▸ Action item: Using the listing below, give the number of lines where "foliage" appears, and nothing else.

▸ Information given:
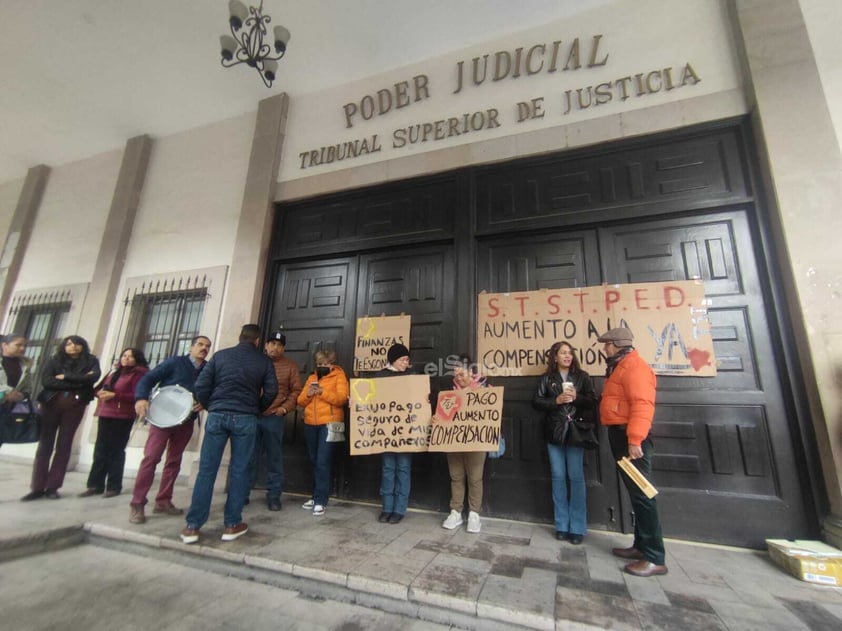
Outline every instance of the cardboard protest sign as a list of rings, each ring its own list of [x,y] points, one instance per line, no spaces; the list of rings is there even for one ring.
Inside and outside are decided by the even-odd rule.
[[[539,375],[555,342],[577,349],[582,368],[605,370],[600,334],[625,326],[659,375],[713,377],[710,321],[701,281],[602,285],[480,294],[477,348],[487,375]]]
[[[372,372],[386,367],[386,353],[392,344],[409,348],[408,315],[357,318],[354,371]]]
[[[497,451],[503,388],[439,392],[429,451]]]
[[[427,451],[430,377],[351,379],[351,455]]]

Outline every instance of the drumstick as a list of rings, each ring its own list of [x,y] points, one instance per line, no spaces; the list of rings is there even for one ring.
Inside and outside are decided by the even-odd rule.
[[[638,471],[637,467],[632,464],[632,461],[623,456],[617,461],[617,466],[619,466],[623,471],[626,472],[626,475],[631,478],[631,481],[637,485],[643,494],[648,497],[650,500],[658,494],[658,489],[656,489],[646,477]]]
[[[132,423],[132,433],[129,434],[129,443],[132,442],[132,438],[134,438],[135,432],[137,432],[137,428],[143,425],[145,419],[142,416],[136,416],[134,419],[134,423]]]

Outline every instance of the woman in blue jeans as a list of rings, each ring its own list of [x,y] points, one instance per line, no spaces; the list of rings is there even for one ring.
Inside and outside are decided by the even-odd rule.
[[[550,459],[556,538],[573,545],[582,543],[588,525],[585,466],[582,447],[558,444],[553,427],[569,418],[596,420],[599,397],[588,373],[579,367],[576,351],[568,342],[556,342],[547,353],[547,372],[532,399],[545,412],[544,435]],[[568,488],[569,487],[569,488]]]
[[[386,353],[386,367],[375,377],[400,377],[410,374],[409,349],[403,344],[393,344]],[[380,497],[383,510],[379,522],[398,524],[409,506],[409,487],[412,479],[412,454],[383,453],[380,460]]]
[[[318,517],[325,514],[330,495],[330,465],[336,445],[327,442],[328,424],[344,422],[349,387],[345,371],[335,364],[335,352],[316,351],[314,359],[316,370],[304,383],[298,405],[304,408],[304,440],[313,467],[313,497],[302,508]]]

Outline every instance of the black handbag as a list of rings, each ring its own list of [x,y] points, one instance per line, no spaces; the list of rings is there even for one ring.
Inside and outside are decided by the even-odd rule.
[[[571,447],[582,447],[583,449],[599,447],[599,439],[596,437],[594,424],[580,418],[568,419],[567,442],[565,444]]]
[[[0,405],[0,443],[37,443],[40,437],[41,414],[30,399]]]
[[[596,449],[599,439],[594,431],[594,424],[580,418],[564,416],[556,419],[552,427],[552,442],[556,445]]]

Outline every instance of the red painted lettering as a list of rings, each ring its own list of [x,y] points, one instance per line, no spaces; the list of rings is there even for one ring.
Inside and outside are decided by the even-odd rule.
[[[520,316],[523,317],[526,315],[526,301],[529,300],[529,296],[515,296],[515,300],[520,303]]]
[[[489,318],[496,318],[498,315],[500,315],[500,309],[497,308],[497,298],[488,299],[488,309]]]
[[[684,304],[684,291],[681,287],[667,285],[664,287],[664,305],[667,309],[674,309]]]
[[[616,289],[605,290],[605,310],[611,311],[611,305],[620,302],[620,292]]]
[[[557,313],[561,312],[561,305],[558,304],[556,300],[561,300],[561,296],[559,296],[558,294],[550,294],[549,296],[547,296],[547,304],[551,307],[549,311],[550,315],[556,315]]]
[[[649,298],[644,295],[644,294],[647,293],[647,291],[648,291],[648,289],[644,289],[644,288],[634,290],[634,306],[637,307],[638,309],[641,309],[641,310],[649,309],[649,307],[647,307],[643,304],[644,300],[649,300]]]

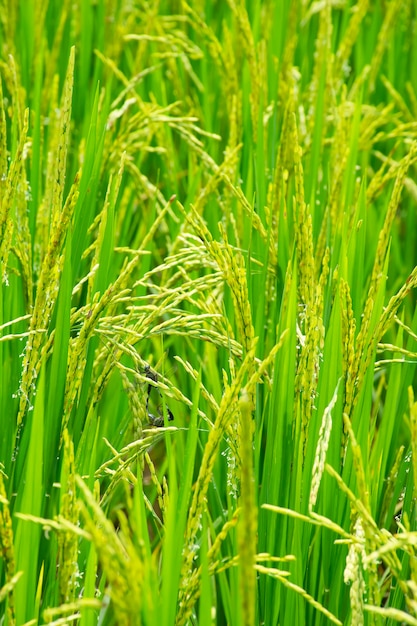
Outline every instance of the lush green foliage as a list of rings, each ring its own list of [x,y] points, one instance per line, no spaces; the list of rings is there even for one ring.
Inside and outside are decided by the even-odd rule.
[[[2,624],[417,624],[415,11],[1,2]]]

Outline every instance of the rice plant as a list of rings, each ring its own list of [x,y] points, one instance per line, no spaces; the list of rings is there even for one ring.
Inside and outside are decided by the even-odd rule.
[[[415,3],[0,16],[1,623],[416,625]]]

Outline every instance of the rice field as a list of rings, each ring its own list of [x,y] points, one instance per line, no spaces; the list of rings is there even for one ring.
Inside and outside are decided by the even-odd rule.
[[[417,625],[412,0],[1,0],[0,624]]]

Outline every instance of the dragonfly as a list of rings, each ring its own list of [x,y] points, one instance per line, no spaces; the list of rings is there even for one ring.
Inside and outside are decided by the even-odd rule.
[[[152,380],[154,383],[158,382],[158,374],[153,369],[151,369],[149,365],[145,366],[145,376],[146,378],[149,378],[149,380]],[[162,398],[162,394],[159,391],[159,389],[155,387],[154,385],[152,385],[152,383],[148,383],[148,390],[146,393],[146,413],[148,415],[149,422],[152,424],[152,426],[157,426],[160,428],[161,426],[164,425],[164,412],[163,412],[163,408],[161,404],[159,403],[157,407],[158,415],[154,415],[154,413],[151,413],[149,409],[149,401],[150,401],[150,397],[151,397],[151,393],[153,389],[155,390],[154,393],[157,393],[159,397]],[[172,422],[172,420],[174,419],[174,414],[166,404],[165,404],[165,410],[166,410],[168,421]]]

--

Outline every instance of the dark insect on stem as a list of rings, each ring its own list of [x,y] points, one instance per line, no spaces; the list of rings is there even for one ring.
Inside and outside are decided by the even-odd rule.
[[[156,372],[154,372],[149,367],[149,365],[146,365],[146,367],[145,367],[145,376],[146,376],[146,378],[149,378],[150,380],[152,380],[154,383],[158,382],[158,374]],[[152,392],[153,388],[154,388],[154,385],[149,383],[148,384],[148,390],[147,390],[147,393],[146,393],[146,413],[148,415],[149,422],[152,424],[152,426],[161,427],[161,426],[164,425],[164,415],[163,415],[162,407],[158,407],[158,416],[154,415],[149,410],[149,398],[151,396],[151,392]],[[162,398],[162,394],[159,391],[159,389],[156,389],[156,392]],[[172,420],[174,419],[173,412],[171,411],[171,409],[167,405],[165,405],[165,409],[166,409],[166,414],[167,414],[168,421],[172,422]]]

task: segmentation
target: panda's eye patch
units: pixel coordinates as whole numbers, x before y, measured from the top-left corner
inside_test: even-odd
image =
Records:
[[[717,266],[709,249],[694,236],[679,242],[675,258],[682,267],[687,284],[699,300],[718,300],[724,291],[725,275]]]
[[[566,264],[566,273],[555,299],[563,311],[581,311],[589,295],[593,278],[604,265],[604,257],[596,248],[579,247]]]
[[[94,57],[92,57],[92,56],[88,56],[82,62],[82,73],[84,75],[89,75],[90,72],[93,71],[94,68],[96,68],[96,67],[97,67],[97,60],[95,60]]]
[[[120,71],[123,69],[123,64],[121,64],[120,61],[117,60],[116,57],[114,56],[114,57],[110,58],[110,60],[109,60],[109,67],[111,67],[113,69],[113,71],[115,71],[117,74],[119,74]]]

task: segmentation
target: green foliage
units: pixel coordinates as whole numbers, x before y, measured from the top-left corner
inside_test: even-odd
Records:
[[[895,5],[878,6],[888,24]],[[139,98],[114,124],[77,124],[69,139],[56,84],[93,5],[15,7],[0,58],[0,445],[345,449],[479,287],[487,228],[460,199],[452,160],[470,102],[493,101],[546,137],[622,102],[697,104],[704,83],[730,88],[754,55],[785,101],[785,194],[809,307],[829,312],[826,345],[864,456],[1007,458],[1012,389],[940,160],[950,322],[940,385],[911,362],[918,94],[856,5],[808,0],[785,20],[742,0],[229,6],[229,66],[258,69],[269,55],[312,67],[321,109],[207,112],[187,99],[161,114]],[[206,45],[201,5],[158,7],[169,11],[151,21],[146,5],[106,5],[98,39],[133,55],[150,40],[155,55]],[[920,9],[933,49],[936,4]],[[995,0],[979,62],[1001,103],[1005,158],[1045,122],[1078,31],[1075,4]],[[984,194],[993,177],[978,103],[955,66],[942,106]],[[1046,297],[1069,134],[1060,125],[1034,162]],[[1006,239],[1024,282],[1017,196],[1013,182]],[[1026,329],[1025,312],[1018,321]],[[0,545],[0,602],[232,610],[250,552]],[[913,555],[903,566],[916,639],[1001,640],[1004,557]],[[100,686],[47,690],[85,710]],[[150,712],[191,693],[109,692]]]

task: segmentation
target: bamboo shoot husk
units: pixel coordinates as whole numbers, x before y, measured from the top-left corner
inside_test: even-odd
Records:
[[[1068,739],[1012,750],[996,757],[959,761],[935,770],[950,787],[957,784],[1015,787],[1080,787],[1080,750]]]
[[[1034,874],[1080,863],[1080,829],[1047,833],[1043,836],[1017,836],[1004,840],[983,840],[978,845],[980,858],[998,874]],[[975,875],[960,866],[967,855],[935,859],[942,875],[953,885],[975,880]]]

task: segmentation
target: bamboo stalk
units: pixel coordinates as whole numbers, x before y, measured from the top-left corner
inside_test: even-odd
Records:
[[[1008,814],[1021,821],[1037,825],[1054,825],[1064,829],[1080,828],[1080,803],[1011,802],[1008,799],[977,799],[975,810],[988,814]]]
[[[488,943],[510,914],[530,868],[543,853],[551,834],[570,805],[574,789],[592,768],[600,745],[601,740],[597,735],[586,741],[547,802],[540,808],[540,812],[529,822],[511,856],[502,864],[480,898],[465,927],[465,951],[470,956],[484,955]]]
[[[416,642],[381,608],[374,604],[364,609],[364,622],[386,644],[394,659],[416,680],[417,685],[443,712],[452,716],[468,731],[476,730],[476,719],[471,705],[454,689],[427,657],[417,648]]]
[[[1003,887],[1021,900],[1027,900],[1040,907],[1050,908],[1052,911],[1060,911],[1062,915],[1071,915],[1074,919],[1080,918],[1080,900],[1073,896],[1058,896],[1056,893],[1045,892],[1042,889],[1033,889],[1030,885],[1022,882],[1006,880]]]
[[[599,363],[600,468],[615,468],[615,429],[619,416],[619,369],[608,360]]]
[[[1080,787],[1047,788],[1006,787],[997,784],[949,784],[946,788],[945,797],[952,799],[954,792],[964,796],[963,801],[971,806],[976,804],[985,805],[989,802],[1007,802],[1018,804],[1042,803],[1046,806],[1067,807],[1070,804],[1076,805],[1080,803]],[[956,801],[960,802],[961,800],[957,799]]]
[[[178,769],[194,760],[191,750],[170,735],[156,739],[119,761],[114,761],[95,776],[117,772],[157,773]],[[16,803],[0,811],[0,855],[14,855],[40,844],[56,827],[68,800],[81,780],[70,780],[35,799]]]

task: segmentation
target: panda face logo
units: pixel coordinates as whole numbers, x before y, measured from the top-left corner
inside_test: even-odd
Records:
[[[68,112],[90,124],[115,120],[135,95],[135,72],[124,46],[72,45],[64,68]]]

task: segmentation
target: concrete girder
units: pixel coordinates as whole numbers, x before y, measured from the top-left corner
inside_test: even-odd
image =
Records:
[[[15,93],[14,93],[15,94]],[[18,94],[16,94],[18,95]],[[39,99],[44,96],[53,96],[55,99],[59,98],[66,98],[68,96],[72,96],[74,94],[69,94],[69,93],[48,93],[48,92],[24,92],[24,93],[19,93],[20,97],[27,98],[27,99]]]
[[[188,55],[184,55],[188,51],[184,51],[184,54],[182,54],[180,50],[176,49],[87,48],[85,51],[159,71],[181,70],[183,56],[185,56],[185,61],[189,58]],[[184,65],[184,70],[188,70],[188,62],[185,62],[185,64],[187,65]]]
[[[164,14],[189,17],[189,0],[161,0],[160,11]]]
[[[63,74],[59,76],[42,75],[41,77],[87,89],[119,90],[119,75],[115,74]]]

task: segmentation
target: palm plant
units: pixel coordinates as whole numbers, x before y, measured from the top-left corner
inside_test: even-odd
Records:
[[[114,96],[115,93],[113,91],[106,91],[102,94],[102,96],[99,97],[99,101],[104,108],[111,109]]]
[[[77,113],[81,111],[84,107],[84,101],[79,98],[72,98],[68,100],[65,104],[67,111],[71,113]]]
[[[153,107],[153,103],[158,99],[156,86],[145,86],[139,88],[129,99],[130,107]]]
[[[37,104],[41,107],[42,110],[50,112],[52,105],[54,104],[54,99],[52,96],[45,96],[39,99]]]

* * *

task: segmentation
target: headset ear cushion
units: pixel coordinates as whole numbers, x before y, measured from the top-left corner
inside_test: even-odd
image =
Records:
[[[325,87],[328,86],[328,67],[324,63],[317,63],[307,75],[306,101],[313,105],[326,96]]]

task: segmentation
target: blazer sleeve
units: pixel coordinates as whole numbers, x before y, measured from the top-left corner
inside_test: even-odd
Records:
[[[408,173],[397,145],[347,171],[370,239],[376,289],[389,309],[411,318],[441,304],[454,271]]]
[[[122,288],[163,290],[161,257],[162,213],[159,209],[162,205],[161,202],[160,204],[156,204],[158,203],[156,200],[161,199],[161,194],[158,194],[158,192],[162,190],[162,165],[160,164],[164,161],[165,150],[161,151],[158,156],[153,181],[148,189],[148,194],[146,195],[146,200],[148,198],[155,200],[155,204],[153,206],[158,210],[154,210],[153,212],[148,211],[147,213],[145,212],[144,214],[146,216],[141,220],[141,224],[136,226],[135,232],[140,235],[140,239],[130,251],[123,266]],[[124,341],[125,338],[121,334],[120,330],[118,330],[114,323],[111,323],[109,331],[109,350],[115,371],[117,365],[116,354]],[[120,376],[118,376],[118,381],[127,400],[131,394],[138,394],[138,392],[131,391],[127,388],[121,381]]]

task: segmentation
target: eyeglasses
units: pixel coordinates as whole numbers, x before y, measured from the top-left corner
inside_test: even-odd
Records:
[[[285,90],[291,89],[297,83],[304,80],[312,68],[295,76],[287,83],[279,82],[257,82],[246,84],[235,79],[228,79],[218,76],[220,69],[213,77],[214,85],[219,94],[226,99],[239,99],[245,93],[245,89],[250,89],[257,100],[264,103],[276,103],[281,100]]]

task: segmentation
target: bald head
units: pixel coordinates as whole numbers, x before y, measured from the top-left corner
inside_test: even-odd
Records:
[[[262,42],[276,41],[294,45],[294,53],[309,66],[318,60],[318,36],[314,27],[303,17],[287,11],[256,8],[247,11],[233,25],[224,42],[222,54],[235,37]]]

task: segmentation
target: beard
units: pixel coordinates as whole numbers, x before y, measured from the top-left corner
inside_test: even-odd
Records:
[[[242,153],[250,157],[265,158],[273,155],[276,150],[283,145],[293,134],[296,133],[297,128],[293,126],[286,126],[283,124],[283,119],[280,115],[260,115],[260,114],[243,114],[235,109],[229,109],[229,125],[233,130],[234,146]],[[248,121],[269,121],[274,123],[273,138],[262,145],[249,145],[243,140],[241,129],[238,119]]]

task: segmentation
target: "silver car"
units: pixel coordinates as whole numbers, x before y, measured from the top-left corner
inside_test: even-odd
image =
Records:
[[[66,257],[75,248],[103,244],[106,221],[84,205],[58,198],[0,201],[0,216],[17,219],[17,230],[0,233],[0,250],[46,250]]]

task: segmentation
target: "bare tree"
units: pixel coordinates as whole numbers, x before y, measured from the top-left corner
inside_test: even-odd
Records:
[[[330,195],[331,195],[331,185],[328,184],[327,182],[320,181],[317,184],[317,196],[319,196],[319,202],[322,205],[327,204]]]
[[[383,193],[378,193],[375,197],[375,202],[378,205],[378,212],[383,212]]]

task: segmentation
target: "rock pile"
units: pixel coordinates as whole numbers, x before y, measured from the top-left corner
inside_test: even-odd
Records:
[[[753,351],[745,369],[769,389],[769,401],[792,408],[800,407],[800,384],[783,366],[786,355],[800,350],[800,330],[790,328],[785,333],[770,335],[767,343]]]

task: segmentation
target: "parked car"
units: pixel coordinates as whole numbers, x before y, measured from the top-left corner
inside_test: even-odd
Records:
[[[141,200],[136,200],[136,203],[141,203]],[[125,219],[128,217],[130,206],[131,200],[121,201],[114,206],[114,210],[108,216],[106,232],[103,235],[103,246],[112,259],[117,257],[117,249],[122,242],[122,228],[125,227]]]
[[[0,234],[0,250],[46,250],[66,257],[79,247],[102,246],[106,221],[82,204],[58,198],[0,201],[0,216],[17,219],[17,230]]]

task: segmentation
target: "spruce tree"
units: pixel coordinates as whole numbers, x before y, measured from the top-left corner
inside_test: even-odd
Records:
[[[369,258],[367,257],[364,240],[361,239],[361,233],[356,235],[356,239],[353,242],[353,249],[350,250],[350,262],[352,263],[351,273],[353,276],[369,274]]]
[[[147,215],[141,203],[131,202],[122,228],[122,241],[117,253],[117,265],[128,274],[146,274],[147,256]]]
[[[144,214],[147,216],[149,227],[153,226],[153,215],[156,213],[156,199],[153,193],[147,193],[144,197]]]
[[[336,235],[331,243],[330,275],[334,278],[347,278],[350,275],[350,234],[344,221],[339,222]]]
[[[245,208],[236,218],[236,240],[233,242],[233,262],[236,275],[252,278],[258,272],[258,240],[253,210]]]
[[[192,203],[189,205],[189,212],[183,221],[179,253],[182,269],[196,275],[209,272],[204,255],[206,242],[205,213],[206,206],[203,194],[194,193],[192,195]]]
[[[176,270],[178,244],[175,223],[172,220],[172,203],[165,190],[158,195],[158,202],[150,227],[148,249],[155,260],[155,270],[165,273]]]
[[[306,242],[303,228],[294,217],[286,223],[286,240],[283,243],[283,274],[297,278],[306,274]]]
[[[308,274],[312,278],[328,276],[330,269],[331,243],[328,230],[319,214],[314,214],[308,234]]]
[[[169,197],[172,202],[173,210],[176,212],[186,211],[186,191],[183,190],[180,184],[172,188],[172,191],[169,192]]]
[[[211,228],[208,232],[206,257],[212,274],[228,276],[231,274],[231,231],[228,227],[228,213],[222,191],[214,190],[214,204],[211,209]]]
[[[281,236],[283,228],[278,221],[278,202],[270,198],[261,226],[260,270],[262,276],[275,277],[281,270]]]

▸ Exercise answer: 2